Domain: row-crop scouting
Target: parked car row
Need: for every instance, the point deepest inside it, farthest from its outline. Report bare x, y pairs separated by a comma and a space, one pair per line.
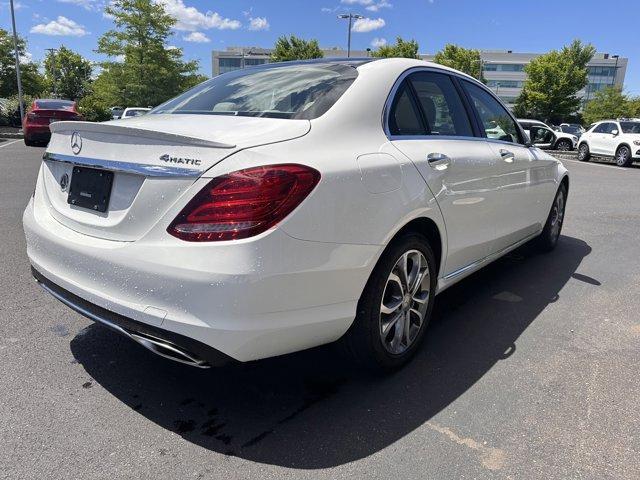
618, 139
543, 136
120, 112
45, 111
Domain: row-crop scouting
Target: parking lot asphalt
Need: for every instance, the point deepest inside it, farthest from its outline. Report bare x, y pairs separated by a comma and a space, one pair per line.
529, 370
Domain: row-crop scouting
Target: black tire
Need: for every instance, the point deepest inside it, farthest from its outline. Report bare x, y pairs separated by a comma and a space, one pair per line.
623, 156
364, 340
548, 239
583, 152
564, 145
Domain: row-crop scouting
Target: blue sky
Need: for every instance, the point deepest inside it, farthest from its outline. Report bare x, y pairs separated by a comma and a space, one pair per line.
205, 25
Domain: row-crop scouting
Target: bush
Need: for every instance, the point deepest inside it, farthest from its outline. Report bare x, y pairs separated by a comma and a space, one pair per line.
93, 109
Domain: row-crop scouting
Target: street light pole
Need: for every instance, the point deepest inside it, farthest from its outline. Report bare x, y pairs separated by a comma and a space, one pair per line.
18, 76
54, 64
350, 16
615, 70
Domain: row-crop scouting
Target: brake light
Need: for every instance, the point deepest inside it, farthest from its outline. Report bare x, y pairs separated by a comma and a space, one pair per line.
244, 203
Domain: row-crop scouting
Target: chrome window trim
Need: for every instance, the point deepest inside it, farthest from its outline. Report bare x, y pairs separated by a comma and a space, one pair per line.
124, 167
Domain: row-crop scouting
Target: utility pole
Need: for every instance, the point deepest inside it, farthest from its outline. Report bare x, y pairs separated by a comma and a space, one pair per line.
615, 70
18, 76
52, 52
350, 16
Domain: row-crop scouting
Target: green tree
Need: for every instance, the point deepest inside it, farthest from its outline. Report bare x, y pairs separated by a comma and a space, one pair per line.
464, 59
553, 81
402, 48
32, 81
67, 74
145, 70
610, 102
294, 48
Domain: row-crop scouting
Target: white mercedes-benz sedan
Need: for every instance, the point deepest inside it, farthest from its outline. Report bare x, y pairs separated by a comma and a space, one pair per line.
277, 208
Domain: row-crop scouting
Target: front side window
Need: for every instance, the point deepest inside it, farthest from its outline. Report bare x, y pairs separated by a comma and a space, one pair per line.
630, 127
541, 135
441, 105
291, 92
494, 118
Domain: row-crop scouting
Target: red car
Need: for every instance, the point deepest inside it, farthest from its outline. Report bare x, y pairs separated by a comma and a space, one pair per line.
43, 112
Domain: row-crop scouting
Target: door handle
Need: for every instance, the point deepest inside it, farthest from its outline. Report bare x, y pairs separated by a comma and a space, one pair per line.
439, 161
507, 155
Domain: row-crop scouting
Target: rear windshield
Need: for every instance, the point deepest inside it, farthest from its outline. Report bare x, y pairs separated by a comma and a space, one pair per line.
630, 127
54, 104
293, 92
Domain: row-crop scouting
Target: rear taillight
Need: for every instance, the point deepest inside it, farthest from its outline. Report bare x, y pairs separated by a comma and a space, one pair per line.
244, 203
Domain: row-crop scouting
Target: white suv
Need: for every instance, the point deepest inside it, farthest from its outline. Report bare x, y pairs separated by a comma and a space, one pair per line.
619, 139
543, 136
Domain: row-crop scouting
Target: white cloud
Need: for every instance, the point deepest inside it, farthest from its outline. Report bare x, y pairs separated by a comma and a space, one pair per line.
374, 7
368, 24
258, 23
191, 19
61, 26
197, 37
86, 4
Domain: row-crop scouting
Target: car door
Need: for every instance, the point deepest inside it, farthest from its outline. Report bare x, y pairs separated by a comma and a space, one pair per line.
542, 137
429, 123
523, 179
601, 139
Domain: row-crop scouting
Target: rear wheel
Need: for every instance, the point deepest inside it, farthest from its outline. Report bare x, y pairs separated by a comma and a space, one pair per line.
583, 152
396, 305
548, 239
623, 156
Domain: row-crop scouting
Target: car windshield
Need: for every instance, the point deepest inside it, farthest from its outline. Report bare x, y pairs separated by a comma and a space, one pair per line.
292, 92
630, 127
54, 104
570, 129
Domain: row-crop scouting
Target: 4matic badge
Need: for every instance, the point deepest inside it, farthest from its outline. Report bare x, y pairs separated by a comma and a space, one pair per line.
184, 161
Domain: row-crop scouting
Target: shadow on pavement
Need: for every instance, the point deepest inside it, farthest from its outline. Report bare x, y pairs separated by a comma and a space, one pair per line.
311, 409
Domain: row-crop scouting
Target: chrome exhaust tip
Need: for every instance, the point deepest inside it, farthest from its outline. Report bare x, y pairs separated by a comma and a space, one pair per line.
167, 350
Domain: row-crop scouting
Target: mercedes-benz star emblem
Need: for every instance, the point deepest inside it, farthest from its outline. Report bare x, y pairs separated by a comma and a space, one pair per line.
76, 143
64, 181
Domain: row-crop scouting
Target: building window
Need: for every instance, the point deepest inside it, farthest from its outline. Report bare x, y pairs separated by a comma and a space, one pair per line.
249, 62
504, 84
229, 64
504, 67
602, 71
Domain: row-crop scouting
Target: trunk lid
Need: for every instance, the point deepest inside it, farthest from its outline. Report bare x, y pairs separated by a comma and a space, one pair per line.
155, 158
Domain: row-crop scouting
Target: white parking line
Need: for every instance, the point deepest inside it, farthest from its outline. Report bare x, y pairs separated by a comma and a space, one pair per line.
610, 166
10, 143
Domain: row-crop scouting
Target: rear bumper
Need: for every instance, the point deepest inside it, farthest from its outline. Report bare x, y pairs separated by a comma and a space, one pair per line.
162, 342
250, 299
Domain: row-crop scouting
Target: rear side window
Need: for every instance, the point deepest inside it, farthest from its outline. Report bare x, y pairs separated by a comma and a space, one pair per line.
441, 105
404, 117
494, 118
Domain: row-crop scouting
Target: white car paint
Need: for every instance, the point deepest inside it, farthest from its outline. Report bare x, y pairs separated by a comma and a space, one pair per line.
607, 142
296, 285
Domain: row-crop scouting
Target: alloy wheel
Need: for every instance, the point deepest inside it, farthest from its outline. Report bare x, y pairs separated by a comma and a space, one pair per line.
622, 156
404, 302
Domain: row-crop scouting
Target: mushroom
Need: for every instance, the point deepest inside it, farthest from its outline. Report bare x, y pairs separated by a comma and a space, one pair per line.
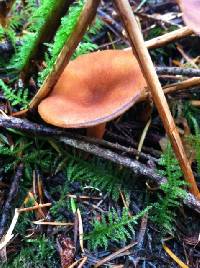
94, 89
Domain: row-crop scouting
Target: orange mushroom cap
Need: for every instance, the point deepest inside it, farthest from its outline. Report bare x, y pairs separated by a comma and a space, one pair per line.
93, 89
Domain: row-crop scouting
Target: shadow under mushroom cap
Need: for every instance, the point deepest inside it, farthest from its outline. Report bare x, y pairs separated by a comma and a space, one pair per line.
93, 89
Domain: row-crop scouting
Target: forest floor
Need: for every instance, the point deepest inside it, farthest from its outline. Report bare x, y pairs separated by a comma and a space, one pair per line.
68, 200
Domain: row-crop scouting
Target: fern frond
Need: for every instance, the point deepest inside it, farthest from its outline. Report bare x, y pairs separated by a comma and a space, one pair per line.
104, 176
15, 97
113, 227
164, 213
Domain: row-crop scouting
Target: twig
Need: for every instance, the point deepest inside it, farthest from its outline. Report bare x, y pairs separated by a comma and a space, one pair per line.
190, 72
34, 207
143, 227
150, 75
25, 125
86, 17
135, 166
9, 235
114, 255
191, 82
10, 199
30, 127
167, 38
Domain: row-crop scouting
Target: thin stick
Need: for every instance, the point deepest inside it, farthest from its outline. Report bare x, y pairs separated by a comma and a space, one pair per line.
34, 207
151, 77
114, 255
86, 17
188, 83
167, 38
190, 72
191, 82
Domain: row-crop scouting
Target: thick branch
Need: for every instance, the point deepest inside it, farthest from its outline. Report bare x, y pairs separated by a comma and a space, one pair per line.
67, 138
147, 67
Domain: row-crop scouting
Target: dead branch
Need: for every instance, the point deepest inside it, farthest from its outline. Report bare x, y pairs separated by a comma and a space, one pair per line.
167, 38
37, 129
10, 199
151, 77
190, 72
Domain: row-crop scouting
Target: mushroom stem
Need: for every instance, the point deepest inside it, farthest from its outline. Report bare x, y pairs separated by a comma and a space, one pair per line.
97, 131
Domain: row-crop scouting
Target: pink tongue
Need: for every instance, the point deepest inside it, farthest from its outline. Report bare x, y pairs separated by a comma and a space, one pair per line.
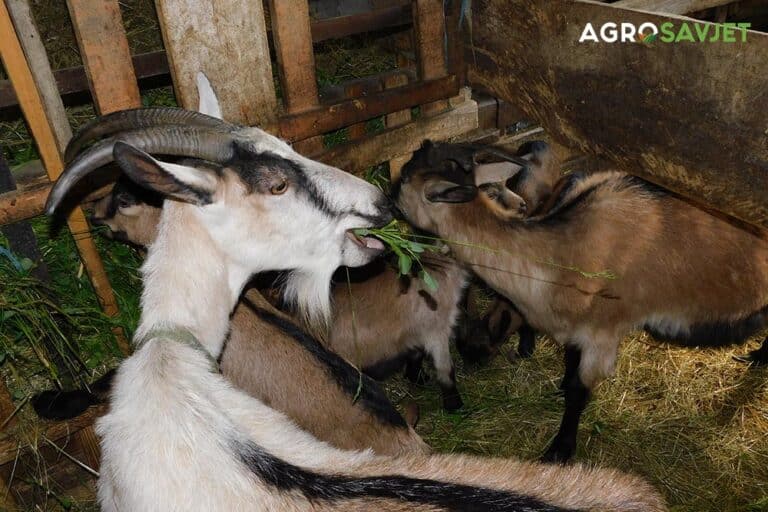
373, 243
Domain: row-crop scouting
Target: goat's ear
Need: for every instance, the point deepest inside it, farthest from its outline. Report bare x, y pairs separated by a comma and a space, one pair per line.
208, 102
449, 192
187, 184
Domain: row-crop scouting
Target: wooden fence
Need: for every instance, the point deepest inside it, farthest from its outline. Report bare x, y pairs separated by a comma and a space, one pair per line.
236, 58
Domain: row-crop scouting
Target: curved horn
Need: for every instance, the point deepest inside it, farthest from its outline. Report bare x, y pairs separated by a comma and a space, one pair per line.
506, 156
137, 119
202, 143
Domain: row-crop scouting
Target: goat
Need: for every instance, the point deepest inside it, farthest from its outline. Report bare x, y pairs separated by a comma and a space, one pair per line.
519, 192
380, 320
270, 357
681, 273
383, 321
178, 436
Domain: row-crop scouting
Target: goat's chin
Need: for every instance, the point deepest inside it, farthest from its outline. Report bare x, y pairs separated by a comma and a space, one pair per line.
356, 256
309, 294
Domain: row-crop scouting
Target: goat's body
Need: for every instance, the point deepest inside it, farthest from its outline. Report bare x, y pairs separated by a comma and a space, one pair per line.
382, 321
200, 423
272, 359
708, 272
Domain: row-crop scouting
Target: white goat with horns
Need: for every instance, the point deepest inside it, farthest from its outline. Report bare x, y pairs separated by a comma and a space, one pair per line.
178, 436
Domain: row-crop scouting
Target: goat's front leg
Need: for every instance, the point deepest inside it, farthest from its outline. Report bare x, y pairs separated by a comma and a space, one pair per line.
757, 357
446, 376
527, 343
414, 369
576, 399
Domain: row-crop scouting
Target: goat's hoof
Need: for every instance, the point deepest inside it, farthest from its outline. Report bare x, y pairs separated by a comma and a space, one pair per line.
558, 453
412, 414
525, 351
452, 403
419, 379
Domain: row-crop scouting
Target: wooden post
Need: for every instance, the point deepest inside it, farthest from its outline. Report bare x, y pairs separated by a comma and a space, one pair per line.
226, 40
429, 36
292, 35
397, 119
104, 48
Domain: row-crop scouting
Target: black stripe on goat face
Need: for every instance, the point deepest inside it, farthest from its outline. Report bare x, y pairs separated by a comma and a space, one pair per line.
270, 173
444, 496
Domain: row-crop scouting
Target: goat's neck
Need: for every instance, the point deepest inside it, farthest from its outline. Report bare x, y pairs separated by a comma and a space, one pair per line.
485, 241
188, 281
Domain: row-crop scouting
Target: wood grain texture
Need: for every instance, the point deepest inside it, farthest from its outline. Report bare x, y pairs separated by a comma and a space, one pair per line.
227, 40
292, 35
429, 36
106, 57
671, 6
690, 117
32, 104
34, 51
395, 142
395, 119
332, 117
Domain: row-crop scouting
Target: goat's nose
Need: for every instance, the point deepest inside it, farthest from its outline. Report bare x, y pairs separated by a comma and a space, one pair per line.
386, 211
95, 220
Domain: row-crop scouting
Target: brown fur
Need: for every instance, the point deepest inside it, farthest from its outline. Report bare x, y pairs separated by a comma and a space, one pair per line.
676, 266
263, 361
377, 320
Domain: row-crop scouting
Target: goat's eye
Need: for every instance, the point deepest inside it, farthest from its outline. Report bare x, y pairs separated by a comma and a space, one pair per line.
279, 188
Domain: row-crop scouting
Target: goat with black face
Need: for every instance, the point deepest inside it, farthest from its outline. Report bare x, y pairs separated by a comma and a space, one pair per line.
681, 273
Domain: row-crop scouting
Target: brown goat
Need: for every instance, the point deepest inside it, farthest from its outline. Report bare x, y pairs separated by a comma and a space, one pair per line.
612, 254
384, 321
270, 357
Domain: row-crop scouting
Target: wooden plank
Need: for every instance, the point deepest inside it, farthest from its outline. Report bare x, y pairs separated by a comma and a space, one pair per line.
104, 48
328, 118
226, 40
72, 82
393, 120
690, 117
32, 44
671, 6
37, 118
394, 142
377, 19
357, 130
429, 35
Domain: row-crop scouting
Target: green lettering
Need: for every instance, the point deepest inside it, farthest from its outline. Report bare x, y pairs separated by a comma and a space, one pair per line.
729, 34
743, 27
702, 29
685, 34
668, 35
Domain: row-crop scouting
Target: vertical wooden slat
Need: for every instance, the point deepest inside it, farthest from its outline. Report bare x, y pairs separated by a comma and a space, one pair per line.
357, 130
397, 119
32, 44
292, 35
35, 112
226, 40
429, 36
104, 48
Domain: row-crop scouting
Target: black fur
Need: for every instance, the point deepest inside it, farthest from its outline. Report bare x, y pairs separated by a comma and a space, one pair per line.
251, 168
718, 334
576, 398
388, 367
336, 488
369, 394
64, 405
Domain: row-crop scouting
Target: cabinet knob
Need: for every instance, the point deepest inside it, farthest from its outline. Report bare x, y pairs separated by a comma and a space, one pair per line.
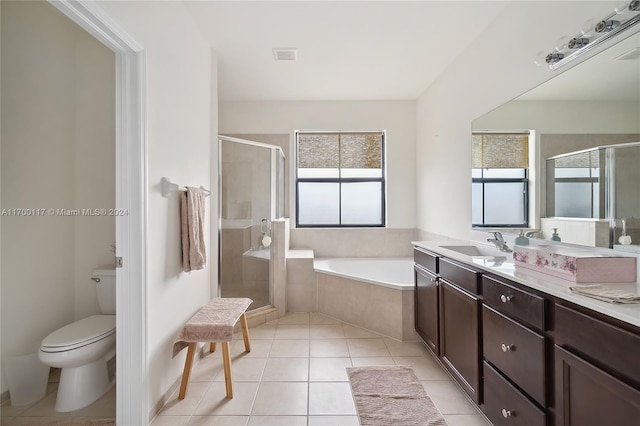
————
Set problem:
State how many lines of the records above contain the word "shadow", and give only that number.

Written solution:
2